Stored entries
┌────────
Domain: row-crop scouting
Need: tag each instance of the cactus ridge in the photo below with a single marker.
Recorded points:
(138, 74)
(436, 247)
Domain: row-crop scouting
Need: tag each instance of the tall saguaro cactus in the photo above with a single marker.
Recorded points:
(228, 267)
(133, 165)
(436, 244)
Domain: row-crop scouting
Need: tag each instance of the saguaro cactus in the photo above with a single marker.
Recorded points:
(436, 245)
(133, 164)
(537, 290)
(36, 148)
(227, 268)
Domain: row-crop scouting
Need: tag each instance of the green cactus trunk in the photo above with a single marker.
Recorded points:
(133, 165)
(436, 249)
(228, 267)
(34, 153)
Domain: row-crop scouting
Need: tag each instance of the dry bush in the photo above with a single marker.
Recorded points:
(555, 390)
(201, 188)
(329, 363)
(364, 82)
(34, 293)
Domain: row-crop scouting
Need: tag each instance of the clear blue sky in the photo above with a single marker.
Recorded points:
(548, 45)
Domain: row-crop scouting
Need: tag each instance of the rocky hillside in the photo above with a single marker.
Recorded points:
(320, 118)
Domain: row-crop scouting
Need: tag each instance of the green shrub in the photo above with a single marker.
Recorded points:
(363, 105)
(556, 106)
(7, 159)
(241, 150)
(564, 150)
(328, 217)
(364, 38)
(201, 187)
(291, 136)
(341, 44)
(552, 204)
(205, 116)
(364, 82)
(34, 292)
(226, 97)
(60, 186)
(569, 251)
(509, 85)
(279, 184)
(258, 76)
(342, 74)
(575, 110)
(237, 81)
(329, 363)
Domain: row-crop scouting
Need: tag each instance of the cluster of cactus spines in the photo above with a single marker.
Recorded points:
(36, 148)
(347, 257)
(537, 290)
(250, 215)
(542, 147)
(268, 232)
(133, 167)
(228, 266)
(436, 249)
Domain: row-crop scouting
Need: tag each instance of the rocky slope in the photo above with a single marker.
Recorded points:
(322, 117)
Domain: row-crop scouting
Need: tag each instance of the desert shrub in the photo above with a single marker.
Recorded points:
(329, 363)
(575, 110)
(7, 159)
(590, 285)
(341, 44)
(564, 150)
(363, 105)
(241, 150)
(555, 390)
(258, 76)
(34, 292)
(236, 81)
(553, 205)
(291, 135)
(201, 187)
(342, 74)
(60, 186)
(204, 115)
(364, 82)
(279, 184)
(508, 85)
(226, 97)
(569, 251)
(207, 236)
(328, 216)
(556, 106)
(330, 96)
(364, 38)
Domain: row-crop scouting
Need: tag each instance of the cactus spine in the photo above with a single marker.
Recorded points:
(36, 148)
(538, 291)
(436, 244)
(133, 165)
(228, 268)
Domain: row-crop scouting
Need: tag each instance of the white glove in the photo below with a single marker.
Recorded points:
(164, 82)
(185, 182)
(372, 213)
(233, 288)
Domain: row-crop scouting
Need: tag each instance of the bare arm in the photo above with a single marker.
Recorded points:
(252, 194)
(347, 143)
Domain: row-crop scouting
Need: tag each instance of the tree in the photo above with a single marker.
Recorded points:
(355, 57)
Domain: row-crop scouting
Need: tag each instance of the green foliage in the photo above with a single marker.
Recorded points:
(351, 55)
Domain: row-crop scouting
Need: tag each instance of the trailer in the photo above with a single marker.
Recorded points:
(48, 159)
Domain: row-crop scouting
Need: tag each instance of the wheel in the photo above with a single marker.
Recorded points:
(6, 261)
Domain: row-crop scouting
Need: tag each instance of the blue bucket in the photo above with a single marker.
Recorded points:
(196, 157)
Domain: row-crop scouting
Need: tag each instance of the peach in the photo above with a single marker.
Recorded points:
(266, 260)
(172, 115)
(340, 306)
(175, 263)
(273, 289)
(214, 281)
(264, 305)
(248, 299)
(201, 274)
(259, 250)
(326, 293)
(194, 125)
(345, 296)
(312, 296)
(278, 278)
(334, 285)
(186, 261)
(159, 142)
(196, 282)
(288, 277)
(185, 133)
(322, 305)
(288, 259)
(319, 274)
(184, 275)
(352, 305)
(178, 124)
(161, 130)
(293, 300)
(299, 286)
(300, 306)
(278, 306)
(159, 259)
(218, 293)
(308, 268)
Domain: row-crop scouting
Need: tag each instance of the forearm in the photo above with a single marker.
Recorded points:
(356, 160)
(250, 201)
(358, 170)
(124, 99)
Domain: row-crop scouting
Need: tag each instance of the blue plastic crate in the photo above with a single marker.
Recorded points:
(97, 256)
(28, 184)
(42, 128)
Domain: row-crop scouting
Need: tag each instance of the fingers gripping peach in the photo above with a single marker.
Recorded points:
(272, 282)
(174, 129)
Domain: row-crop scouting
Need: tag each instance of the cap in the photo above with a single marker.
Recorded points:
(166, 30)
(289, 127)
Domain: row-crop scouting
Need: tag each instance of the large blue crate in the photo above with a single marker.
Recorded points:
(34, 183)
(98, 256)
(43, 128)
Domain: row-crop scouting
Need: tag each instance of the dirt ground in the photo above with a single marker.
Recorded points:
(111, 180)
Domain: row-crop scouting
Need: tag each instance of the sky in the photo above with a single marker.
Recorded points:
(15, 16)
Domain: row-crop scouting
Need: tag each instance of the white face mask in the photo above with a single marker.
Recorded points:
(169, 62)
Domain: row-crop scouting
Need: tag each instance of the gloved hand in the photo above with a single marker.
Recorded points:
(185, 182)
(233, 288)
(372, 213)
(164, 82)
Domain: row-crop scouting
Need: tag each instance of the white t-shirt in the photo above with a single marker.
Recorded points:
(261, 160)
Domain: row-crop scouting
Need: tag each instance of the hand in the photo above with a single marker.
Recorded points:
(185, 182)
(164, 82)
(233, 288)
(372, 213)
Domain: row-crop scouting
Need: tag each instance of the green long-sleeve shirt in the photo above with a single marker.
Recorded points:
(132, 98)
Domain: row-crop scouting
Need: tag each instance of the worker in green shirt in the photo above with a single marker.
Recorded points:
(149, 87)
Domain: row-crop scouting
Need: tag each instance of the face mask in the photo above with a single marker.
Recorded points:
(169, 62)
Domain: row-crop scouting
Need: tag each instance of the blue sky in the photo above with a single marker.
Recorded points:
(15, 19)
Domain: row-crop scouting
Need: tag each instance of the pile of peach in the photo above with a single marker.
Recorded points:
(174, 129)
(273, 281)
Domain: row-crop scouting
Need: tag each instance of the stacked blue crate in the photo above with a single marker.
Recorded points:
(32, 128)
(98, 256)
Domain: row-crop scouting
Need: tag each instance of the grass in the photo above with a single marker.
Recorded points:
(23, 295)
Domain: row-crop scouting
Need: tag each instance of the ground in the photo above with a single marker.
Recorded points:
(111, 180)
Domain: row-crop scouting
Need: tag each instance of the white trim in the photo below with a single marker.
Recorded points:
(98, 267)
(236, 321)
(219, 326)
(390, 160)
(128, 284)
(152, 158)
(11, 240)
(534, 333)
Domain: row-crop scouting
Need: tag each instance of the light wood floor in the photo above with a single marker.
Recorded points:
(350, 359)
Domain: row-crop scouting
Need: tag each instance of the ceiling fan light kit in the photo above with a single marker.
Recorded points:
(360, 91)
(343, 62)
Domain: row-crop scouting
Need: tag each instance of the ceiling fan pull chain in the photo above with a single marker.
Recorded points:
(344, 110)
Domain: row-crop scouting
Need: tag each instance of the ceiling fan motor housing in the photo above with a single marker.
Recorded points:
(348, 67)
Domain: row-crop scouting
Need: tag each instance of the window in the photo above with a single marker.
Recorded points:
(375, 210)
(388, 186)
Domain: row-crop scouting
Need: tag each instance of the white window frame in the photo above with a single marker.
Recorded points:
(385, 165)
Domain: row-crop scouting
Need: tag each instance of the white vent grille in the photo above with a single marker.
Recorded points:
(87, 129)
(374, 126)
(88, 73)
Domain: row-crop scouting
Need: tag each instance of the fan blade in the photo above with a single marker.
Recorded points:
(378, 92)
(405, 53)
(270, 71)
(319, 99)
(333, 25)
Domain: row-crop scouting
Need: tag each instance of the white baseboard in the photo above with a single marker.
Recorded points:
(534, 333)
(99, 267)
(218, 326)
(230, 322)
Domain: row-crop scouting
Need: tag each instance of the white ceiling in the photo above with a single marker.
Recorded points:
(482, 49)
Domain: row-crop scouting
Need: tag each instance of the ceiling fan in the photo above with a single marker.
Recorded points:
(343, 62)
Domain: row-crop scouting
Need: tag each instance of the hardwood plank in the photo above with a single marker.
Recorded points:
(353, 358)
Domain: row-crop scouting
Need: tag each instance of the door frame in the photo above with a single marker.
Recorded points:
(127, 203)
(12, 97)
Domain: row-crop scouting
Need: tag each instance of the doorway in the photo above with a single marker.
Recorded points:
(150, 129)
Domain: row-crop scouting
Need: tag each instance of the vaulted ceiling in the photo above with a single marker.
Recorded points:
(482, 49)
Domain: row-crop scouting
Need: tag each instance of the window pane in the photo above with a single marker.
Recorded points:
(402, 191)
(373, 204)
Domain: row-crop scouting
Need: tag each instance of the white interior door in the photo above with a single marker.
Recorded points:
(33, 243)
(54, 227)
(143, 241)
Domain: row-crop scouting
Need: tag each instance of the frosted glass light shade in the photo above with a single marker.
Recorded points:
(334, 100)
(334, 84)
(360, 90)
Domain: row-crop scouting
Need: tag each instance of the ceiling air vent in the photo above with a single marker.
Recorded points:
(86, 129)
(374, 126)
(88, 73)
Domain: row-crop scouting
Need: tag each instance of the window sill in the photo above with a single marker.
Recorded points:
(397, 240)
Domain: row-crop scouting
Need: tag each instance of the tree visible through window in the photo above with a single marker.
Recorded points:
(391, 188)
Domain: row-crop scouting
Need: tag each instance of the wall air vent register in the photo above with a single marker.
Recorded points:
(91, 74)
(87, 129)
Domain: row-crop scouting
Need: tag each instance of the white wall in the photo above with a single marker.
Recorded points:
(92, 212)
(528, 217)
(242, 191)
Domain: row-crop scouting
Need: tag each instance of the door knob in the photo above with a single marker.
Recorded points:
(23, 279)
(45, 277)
└────────
> REQUIRED TASK:
Please count the lines in the rows that contain the word "frame" and reply with only that number.

> THE SOLUTION:
2